*JOB*: Reproduce the listing below word for word, leaving out the pictures.

-- start DATASET ENTRIES --

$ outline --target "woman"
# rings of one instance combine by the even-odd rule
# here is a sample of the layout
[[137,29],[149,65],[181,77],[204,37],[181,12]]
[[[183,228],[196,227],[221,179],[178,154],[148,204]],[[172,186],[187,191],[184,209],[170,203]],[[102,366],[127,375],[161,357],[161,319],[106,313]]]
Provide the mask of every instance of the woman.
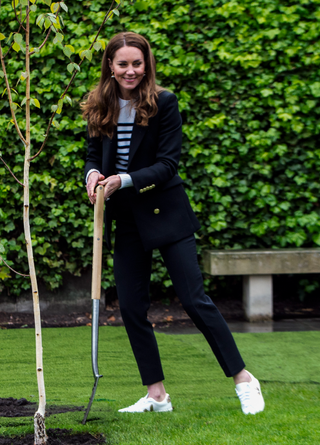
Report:
[[148,393],[120,412],[172,411],[152,325],[149,281],[152,249],[159,248],[175,291],[204,334],[227,377],[233,377],[245,414],[262,411],[260,385],[227,324],[203,290],[194,232],[199,229],[182,179],[181,117],[174,94],[155,83],[148,41],[132,32],[114,36],[103,56],[98,86],[82,104],[88,121],[85,178],[90,202],[105,186],[105,237],[116,221],[114,274],[121,315]]

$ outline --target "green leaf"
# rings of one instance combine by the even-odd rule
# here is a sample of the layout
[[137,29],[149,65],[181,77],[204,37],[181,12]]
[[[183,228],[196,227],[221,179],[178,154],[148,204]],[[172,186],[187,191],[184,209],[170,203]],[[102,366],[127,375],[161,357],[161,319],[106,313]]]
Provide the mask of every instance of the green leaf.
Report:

-- end DATASET ENTRIES --

*TASK OUTPUT*:
$ outline --target "woman"
# rings of one instance combine by the even-odd rule
# here is a sample of the layout
[[137,29],[149,65],[181,77],[204,37],[181,12]]
[[[183,228],[196,227],[221,179],[178,154],[148,204]],[[172,186],[187,191],[184,209],[170,203]],[[102,366],[127,375],[161,357],[161,319],[106,313]]]
Provide the mask of every instance of the woman.
Report:
[[148,393],[120,412],[172,411],[152,325],[149,281],[152,249],[159,248],[175,291],[204,334],[227,377],[233,377],[245,414],[262,411],[260,385],[227,324],[203,290],[194,232],[199,229],[182,179],[181,117],[174,94],[155,83],[148,41],[132,32],[114,36],[103,56],[98,86],[82,104],[88,121],[85,178],[90,202],[105,186],[105,237],[116,221],[114,274],[121,315]]

$ outline --target "green leaf"
# rings of one instance combine by the even-odd rule
# here is a sample of the layout
[[137,29],[149,65],[181,77],[204,37],[181,12]]
[[[183,228],[196,227],[221,179],[178,154],[148,204]],[[172,186],[187,191],[184,209],[170,203]],[[102,366],[127,375],[161,357],[161,319],[106,313]]]
Provide the mask of every instance of the green leaf.
Report:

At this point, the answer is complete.